● EXERCISE DATA:
•••

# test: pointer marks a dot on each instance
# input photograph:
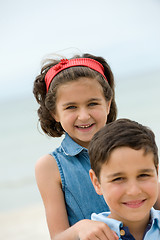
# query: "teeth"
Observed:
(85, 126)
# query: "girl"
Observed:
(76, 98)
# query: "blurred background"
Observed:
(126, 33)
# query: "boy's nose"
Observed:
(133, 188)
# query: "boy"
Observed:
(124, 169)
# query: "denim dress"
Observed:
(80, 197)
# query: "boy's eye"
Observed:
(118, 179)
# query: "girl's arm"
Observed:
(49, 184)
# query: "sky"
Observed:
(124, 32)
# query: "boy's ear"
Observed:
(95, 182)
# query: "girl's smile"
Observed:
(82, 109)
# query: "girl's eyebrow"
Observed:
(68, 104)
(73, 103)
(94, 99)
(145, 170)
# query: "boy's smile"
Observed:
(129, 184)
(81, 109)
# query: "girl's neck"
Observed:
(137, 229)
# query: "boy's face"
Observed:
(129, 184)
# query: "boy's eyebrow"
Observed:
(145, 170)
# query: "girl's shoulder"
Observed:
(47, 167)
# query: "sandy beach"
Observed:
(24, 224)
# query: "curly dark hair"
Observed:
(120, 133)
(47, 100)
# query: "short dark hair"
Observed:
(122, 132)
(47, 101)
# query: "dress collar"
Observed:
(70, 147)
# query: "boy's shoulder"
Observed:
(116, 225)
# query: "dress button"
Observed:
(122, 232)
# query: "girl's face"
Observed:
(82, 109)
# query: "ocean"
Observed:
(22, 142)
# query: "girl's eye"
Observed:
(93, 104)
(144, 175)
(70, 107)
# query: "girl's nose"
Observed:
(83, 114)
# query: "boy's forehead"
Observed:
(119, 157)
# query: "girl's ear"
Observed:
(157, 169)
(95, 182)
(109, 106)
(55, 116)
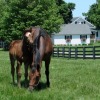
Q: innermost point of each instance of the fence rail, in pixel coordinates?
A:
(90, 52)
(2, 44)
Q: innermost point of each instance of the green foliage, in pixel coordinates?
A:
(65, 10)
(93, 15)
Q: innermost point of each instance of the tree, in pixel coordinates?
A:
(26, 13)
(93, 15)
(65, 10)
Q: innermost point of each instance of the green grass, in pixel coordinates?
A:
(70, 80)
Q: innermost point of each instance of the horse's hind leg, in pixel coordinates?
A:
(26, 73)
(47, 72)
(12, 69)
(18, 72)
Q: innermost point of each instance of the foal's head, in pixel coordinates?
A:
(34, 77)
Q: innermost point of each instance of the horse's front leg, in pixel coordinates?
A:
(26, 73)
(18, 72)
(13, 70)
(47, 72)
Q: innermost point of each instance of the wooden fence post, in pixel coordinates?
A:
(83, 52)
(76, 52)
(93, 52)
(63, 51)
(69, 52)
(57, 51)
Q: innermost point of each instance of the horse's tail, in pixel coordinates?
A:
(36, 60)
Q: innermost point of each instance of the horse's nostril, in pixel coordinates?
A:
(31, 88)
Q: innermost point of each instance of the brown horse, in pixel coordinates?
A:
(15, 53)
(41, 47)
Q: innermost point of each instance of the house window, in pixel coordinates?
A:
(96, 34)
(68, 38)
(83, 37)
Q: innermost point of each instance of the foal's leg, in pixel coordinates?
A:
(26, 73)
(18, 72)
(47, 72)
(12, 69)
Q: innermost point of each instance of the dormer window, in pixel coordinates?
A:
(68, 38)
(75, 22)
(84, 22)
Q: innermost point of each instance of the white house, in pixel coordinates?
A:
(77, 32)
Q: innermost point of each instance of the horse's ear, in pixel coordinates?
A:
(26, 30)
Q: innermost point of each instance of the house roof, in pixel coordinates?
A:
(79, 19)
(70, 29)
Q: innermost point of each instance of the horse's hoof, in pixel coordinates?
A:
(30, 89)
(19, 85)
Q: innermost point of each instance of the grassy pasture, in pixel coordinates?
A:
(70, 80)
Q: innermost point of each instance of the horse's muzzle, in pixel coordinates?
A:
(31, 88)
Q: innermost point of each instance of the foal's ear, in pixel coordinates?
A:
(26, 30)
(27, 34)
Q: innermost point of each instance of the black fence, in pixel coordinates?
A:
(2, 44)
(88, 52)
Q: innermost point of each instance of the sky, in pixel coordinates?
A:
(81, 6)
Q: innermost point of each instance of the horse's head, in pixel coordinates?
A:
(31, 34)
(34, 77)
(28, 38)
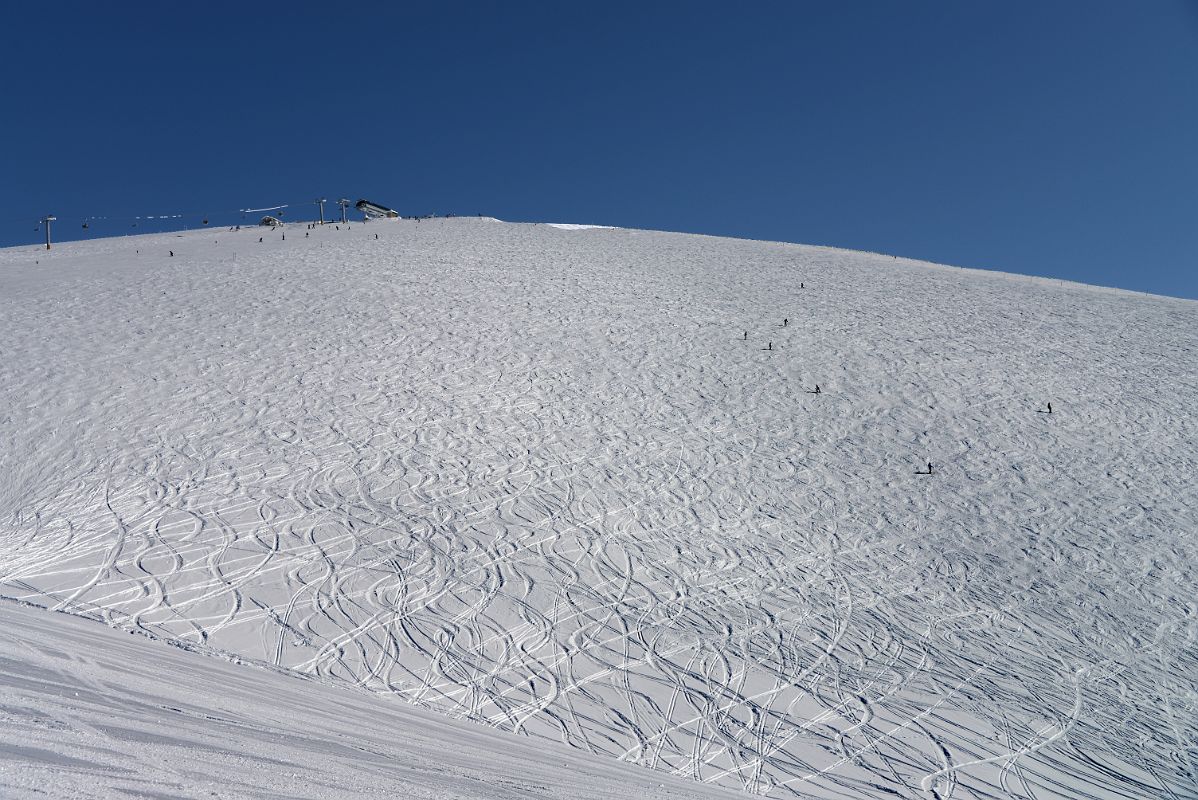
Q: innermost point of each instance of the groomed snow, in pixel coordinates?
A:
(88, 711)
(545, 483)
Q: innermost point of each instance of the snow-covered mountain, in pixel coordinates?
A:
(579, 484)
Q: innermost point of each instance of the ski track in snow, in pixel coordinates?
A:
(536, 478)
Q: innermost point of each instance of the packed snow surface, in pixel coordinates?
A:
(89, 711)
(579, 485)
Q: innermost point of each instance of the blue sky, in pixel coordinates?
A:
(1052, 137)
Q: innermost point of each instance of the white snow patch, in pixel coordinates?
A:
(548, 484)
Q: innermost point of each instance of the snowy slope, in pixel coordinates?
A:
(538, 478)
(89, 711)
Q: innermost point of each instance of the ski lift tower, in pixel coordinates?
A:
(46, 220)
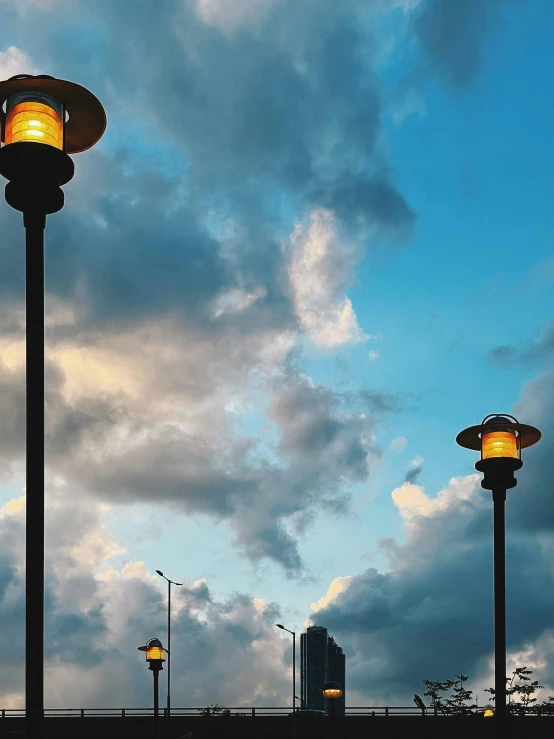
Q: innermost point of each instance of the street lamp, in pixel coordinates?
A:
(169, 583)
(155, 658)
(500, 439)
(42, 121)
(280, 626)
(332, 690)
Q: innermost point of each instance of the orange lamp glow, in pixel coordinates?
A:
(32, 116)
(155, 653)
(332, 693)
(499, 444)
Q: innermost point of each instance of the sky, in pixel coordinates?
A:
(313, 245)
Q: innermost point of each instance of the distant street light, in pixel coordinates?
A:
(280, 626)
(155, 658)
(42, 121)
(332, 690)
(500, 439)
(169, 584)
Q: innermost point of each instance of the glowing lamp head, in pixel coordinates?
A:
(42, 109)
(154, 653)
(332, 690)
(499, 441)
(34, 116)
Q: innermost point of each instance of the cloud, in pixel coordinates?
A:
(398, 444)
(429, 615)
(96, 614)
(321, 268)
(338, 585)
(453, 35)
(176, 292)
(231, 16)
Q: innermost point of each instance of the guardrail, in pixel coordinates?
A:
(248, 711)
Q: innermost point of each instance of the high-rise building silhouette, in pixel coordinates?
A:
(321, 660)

•••

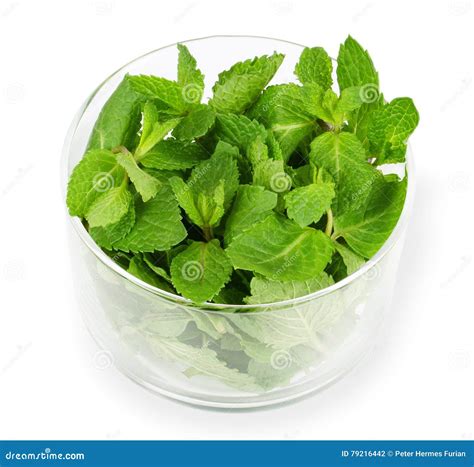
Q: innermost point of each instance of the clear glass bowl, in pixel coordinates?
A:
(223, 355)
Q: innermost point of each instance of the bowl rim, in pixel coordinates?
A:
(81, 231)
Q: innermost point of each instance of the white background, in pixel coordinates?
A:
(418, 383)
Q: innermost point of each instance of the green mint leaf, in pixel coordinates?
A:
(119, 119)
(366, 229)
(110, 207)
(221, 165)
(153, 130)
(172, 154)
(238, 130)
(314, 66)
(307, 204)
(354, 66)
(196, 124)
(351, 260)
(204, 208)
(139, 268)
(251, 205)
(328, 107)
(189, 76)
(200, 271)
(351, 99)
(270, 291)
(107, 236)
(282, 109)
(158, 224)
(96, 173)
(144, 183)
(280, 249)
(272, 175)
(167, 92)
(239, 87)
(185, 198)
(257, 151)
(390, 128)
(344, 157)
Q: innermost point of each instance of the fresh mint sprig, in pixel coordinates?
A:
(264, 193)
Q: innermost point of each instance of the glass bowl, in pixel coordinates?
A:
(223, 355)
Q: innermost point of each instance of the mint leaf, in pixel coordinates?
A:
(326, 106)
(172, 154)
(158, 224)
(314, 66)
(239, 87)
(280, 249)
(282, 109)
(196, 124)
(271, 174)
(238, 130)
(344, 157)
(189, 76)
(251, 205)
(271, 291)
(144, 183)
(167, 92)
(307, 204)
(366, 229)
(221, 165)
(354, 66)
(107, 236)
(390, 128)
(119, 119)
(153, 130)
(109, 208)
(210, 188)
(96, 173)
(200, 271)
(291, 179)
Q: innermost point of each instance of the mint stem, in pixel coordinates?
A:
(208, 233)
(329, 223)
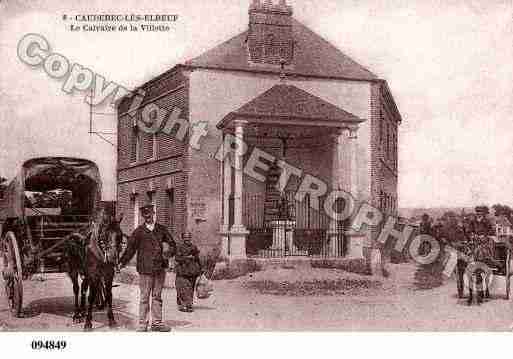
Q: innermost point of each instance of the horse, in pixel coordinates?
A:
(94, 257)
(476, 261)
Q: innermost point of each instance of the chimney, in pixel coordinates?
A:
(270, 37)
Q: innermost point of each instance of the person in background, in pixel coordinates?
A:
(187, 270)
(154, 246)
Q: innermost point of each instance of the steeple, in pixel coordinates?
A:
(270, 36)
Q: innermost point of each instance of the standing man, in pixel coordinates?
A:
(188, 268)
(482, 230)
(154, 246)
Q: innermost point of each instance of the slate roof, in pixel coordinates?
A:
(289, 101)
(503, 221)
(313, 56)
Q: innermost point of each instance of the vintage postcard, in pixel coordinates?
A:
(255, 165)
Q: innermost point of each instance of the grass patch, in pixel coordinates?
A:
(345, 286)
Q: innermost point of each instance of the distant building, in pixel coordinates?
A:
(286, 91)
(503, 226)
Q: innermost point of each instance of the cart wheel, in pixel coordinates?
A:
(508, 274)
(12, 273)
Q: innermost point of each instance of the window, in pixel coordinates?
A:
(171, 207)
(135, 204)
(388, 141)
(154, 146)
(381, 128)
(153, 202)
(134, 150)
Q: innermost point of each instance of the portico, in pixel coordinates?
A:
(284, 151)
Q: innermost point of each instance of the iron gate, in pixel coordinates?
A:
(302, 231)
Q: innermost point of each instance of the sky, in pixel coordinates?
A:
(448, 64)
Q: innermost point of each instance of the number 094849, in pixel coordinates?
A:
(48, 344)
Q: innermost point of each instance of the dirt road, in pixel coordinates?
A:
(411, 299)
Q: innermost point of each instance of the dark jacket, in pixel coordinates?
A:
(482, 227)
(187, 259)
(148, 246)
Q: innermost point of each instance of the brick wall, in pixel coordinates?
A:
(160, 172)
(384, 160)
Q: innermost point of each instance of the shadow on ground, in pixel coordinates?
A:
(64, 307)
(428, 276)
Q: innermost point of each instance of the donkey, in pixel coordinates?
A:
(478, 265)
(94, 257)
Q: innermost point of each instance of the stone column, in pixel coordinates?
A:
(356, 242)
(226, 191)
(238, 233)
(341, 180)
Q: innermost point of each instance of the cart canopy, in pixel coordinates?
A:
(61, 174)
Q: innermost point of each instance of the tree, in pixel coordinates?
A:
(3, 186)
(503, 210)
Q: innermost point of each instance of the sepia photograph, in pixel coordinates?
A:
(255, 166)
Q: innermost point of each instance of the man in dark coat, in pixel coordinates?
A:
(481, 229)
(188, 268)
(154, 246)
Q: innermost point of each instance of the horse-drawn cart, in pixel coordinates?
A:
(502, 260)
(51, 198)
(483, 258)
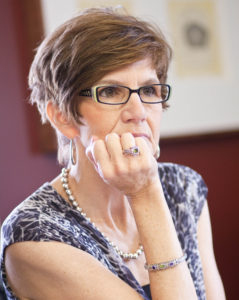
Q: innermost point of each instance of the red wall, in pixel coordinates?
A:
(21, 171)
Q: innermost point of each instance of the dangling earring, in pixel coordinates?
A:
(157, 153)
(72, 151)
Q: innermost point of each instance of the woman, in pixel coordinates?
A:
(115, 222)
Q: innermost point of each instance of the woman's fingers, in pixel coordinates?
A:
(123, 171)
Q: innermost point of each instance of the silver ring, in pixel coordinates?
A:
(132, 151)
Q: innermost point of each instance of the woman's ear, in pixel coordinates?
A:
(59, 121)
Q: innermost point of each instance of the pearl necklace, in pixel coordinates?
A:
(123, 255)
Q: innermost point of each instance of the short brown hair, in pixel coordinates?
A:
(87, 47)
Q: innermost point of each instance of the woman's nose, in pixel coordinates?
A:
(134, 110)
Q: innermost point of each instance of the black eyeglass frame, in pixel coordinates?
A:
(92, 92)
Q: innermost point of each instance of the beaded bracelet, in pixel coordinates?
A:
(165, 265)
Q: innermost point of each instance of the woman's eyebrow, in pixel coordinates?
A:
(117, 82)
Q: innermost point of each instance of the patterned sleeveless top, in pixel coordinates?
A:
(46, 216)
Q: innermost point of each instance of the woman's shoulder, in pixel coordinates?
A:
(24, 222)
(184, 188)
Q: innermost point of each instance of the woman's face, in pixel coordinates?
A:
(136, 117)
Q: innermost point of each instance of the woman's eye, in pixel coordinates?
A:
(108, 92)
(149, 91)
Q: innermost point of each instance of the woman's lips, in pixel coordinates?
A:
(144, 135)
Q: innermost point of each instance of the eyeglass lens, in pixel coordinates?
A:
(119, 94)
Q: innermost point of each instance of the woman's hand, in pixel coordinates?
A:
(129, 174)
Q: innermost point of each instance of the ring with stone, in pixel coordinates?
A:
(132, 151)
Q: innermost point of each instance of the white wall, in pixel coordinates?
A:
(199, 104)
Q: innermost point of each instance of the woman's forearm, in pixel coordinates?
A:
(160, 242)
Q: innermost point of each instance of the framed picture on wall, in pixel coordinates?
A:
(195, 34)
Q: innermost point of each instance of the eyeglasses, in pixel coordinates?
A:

•••

● PROBLEM STATEMENT: Check each line of the entries above for the word "patch". List the ones that have it.

● FINAL ANSWER:
Q: innermost point of each instance of the white snow patch, in pixel coordinates?
Q: innermost point of each instance of the grass patch, in pixel coordinates?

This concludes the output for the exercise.